>> Start DATA RECORDS
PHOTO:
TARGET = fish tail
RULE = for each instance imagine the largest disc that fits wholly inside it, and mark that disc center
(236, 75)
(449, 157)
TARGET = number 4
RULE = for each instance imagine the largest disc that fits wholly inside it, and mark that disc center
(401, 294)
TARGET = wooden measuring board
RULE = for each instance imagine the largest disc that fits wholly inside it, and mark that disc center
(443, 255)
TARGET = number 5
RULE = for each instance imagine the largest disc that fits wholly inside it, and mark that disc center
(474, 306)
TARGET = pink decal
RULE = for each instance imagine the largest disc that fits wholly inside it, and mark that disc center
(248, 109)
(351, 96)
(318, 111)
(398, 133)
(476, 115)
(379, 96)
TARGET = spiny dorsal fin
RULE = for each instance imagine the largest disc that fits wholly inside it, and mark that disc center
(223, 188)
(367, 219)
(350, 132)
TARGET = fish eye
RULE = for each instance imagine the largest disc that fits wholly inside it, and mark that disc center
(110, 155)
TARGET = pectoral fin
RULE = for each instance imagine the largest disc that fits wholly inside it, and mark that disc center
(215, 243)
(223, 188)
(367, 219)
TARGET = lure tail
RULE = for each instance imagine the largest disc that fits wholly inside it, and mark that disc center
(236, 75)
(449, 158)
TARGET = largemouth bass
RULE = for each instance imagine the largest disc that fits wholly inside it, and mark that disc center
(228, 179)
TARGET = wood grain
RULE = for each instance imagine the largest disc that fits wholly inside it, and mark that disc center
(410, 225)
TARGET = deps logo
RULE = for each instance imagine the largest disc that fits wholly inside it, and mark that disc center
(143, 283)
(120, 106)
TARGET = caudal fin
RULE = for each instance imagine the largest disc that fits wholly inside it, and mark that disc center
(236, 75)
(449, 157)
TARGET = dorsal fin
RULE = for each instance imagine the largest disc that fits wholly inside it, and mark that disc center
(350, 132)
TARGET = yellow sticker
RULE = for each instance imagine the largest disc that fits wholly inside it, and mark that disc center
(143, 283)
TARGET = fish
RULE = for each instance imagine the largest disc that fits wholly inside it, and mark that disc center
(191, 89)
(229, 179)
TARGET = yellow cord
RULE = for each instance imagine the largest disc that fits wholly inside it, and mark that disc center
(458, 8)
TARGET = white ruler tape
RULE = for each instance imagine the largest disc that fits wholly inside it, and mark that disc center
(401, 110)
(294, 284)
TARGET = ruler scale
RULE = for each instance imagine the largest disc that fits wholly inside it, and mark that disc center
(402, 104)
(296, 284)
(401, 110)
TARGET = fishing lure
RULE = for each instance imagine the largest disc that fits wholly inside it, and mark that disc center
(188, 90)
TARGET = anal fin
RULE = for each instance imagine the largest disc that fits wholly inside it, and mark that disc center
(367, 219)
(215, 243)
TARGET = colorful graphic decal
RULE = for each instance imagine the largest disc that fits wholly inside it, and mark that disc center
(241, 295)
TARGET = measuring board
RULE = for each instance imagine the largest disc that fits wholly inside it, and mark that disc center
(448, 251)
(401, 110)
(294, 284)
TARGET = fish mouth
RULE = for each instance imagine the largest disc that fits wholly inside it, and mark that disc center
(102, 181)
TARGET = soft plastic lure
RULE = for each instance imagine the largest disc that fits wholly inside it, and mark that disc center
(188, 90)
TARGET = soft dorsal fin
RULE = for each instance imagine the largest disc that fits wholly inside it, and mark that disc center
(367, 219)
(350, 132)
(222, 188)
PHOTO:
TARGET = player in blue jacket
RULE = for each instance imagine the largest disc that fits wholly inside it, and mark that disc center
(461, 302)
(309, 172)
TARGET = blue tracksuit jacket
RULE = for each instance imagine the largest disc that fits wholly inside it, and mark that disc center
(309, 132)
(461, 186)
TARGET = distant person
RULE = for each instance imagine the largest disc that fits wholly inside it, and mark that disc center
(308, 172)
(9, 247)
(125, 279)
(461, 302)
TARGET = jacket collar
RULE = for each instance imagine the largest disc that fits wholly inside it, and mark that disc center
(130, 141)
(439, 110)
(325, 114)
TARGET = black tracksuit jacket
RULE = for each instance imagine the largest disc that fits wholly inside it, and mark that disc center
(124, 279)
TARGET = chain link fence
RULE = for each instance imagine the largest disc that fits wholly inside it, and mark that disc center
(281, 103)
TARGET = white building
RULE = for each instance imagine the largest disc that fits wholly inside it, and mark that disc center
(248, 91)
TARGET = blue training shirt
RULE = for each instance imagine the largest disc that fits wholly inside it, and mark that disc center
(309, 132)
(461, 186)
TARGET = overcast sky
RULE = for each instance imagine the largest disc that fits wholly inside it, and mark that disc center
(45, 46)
>> End DATA RECORDS
>> Start DATA RECORDS
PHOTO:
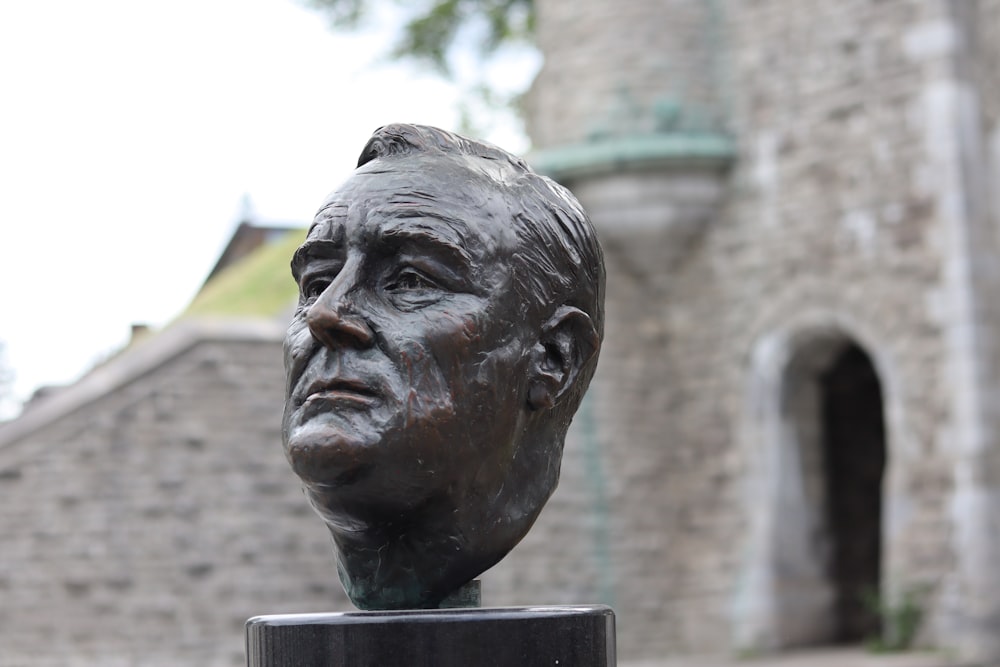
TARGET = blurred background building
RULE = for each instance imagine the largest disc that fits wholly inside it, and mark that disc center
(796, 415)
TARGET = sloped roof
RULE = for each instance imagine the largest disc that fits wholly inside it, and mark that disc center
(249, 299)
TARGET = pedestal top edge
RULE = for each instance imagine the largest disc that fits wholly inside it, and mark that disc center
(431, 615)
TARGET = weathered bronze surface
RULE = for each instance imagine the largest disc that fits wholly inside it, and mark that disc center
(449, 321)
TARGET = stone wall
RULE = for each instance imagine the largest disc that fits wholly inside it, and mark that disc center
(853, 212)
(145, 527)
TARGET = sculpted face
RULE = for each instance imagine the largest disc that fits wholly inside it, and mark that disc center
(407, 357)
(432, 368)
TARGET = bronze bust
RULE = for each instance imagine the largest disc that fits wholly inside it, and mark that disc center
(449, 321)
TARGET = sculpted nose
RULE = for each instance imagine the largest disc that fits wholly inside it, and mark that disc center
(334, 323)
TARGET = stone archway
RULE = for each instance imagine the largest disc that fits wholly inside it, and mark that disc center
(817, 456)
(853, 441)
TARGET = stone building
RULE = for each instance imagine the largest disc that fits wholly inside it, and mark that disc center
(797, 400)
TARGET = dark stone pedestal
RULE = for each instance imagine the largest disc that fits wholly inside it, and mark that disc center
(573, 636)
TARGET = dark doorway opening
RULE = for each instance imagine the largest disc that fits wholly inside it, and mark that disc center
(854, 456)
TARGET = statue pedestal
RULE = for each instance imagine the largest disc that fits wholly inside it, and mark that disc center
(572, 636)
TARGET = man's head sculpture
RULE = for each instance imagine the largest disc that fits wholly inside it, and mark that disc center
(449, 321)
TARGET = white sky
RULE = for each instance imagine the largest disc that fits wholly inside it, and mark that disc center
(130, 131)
>> End DATA RECORDS
>> Start DATA RECORDS
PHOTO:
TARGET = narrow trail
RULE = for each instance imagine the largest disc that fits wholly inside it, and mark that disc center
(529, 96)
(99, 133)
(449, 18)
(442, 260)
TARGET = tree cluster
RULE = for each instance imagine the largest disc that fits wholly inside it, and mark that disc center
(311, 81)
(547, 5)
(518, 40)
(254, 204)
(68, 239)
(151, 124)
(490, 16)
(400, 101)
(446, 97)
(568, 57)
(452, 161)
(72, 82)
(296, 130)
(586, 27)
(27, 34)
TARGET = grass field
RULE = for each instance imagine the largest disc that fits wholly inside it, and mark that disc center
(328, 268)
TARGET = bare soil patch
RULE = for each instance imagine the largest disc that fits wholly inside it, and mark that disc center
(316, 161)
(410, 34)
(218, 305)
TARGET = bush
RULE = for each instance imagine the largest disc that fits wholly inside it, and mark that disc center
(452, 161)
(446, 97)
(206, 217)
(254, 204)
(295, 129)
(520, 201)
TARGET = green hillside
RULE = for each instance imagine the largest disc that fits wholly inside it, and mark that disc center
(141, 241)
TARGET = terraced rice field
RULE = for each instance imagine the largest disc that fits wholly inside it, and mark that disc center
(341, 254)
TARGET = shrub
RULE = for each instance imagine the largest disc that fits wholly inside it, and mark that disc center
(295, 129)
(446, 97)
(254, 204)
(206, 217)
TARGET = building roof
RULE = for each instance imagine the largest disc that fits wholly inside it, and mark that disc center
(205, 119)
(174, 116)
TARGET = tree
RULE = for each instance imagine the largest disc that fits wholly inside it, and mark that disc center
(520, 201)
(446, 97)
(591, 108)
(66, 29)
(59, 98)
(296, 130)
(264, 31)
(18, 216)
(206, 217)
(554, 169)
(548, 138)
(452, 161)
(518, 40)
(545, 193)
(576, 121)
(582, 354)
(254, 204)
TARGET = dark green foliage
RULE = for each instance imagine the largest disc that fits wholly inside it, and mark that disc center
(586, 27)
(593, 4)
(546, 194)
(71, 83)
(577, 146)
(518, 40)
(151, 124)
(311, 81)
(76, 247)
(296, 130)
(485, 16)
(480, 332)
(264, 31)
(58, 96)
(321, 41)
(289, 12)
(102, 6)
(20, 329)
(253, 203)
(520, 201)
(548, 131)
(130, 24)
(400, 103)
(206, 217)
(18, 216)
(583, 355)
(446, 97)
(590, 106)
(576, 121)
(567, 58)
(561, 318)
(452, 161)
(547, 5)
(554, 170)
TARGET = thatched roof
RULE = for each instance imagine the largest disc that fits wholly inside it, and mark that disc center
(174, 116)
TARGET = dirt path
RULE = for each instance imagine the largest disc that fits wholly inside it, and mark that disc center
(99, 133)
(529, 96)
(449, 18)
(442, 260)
>> End DATA RECORDS
▶ [EXERCISE REQUIREMENTS]:
Identify every line of the data above that contains the string "sculpted", and copy each of those lines in full. Matching is case-sensitive.

▶ [EXERCISE ANSWER]:
TARGET = sculpted face
TARGET = sculpted nose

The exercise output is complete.